▶ _DOCUMENT EXTRACT_
%%

Market, Restaurant, Street Food
Malmö Saluhall is a charming place by the harbour that’s perfect for a late lunch or early dinner (be sure to check the opening hours before visiting, as it closes early in the evening). The food market has a number of great traders – Pink Head Noodle Bar, which also has its own restaurant nearby, does tasty noodles, and the fish at Söderholmens Fisk and pizza at Hedvigsdal are some of the other highlights. It’s a good space for larger groups; everyone is sure to find something they love from the stalls.
Far i Hatten
Bar, Restaurant, European, Italian, $$$
Any Malmöit (person from Malmö) will tell you that Folkets Park – the inner-city park – is where it’s at; there’s always something happening at one of the venues here. Far i Hatten is a popular bar and restaurant in the middle of the park, open Wednesday to Sunday. The big courtyard is a busy hangout space in the summer, while in the winter, the focus is on the restaurant located inside the cute, old-fashioned timber buildings that make up the venue. A restaurant and entertainment space has been here since the 19th century, and is still a popular spot for a fun night out. The food is great, too – choose between their stone-baked pizzas or mix and match the smaller plates, which include dishes featuring jerusalem artichoke, pork belly and roast pumpkin. You can also let the kitchen create a menu for you for a set price.
Restaurant, Japanese, $$$
Cosy Davidshallstorg, a square in the middle of Malmö, is home to plenty of vintage shops, bars and cafés, as well as one of Malmö’s best sushi places, Hai. The name is a bit of a pun: it means “yes” in Japanese, but sounds a lot like the way southern Swedes say “hej” when they greet each other. The extensive menu features exquisite sushi, as well as a selection of robatayaki, yakisoba and other hot dishes at good prices. The fresh tuna poke bowl is another great, well-priced option, and there’s a selection of udon soups for cold days. Staff are friendly and helpful, and Hai’s outdoor tables with a view of the square is a lovely place to spend a summer evening.
Restaurant, Vegetarian, Northern European, $$$
Mineral is an experience for the eyes as well as the stomach. The stylish, pared-down interior with lots of plants is a calm, elegant space for a meal, but the popularity of Mineral means the restaurant also has a bustling, festive atmosphere. At Mineral, the focus is on the wine as much as the food, and the natural wine selection will be a treat even for the most picky wine fan. You’ll find wines from all over the world, as well as a good selection of beers and a few select cocktails, to complement the menu’s ever-changing selection of plant-based dishes.

%%

▶ _DATA PROVIDED_
%%

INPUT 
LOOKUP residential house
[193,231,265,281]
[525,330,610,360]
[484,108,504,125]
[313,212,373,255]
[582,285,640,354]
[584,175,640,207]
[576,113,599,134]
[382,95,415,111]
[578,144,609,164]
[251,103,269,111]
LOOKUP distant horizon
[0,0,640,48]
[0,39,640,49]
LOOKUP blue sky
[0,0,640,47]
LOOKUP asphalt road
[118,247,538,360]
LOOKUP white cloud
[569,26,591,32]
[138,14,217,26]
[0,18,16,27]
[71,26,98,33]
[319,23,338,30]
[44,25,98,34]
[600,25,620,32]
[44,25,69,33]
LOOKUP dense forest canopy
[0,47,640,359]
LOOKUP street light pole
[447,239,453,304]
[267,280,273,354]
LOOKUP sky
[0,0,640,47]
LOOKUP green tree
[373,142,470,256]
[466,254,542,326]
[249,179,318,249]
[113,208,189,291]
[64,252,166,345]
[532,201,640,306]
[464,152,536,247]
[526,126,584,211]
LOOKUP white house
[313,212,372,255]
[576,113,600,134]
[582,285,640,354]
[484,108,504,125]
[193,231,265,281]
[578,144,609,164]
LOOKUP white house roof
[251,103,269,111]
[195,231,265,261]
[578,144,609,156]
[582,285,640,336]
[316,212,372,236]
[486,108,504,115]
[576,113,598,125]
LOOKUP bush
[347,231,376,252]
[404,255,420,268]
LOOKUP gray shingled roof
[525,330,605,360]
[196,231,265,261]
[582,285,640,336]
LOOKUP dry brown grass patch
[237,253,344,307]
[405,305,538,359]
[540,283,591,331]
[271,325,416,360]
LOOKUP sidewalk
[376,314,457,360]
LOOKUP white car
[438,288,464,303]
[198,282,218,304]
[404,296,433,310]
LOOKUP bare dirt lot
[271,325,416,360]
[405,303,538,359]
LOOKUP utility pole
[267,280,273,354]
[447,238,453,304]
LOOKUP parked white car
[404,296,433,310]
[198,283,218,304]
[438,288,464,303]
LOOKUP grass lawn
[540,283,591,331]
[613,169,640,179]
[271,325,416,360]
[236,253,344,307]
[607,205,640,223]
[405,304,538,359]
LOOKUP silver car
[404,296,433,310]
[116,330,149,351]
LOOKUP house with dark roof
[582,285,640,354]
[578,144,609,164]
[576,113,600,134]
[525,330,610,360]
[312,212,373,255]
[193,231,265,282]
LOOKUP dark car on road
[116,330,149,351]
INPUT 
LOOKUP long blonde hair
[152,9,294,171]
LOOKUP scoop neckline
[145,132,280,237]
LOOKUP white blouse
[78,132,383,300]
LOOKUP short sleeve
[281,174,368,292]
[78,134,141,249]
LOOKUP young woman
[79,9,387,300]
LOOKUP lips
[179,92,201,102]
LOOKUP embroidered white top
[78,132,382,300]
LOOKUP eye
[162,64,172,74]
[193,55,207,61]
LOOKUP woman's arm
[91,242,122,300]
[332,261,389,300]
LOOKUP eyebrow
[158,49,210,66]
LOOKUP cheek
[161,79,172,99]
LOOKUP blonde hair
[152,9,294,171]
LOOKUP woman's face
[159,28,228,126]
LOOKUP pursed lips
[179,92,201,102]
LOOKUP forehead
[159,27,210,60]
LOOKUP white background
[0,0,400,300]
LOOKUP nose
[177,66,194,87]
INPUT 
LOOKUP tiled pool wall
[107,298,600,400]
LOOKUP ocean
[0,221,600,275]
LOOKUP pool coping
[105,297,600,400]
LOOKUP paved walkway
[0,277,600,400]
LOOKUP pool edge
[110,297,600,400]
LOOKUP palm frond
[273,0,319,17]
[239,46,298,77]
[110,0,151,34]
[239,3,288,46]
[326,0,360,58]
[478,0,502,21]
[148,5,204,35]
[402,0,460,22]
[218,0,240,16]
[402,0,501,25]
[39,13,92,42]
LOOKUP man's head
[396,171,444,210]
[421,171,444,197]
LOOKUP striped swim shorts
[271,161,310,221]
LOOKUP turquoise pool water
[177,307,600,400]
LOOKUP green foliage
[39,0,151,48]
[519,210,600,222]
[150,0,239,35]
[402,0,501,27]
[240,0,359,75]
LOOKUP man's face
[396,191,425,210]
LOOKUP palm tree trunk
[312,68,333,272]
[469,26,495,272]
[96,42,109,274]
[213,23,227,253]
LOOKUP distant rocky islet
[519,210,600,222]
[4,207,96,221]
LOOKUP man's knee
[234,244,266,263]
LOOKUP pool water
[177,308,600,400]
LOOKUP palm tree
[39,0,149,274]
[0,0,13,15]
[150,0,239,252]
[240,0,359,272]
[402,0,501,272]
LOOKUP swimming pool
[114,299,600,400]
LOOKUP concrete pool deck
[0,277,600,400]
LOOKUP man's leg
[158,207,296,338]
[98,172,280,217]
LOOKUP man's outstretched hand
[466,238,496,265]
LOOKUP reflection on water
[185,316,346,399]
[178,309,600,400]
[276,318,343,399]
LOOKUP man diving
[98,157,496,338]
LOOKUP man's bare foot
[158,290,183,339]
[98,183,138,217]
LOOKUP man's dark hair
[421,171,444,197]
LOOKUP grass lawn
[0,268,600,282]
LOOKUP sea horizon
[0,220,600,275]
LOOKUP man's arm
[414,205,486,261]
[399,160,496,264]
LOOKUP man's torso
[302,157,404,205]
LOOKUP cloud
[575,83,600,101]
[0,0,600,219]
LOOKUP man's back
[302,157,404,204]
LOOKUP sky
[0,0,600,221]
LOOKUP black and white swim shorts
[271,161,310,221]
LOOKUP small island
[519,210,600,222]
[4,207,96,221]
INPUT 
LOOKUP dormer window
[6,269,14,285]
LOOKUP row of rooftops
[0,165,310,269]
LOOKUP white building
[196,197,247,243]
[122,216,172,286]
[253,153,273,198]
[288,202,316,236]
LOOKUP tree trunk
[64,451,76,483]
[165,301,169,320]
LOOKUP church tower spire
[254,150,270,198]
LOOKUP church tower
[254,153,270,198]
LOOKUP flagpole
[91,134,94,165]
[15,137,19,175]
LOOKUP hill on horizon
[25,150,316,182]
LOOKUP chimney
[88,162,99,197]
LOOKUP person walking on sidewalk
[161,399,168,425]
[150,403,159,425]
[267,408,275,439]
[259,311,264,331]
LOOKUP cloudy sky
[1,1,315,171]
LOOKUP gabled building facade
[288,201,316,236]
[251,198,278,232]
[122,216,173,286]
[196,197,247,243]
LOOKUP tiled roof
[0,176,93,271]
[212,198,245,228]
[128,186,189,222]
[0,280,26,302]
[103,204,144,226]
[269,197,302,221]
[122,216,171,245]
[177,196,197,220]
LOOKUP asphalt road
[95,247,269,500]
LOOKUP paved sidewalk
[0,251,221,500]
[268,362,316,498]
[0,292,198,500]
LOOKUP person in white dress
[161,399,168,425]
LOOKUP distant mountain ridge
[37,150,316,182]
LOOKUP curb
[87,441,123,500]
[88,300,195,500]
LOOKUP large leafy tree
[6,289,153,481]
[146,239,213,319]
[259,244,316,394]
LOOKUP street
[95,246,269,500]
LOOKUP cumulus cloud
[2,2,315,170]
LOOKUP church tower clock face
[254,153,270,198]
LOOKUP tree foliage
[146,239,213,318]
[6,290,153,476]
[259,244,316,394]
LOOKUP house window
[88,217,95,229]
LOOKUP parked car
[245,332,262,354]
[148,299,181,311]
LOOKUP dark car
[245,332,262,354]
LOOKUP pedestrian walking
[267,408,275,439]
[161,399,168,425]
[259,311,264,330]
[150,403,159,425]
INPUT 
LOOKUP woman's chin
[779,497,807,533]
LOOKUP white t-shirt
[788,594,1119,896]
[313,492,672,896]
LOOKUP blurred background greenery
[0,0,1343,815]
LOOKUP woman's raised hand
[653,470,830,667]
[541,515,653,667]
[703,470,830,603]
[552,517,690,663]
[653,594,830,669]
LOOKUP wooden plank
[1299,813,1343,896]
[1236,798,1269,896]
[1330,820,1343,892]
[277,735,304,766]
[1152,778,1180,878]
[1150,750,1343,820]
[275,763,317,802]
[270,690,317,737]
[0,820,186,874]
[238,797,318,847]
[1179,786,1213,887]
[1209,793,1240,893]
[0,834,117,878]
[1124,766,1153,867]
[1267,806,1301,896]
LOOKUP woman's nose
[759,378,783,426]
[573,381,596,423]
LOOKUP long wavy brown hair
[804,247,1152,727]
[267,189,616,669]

%%

▶ _TASK SET_
• 1. In the Malmö restaurant guide, on which days is Far i Hatten open?
• 2. Carry on the Malmö restaurant guide from its final sentence.

▶ _TASK RESPONSES_
• 1. Wednesday to Sunday.

• 2.
Restaurant, Seafood, $$$
A coastal city like Malmö naturally has good seafood, but which restaurant does it best? Johan P is a safe bet; a classic Malmö restaurant that specialises in fish and seafood and where the ingredients are bought fresh every morning. They’ll fulfil any fish craving you might have, whether you’re after a lobster roll, scallops, a tuna bourguignon or any of the other delicacies on the menu. The upmarket restaurant does a lunch special as well as a brunch menu, and the location is perfect: in the middle of the shopping district. If you fancy cooking your own fish, Johan P’s seafood shop can help with that, too.
Bar, Restaurant, Swedish, European, $$$
The trendy yet homely feel of Bastard quickly made it a favourite with food-loving crowds. The open-view kitchen, located right in the middle of the dimly lit dining room, offers honest, classic European fare. There’s a special affection for meat, as one should expect of a restaurant whose logo features a juicy pig. Meals start with the house’s Bastardplanka, a selection of cold cuts served on Bastard’s signature wood plate with a knife stuck into it. For other courses, chef Andreas Dahlberg likes to creatively use succulent off-cuts. This keeps the restaurant affordable while still providing tasty, innovative options for hungry customers.
Restaurant, Swedish, $$$
Lyran’s food makes people use superlatives: it’s been described as “magical” and is regularly at the top of lists of the city’s best restaurants. The restaurant, in the Möllan neighbourhood, only serves set menus, but they’re well-priced and thoughtfully composed. All dishes are made from seasonal ingredients that have been sourced as locally as possible, which means the tasting menu changes daily. One day it might feature fish from the North Sea, Swedish kiwifruit, beef from Skåne and truffles from Umbria, all used to create exciting, innovative dishes, and you can always choose between a vegetarian menu, fish menu or fish-and-meat menu. A must-visit for gourmands.
Restaurant, Chinese, $$$
The oldest Chinese restaurant in Malmö, Kin Long opened in 1964 and is still going strong. The central location is a bonus, but it’s the great food made from seasonal produce that keeps people coming back. Choose a set menu or compose your own from the long list of dishes, which includes a lot of authentic courses not always found in Chinese restaurants in Sweden. The intimate, informal space with its big windows and traditional red Chinese lanterns has a cosy, laid-back atmosphere. Kin Long also recently opened its own wine bar with a homely feel next to the restaurant. Here, visitors can wait for a table to become free, or enjoy a drink after their dinner.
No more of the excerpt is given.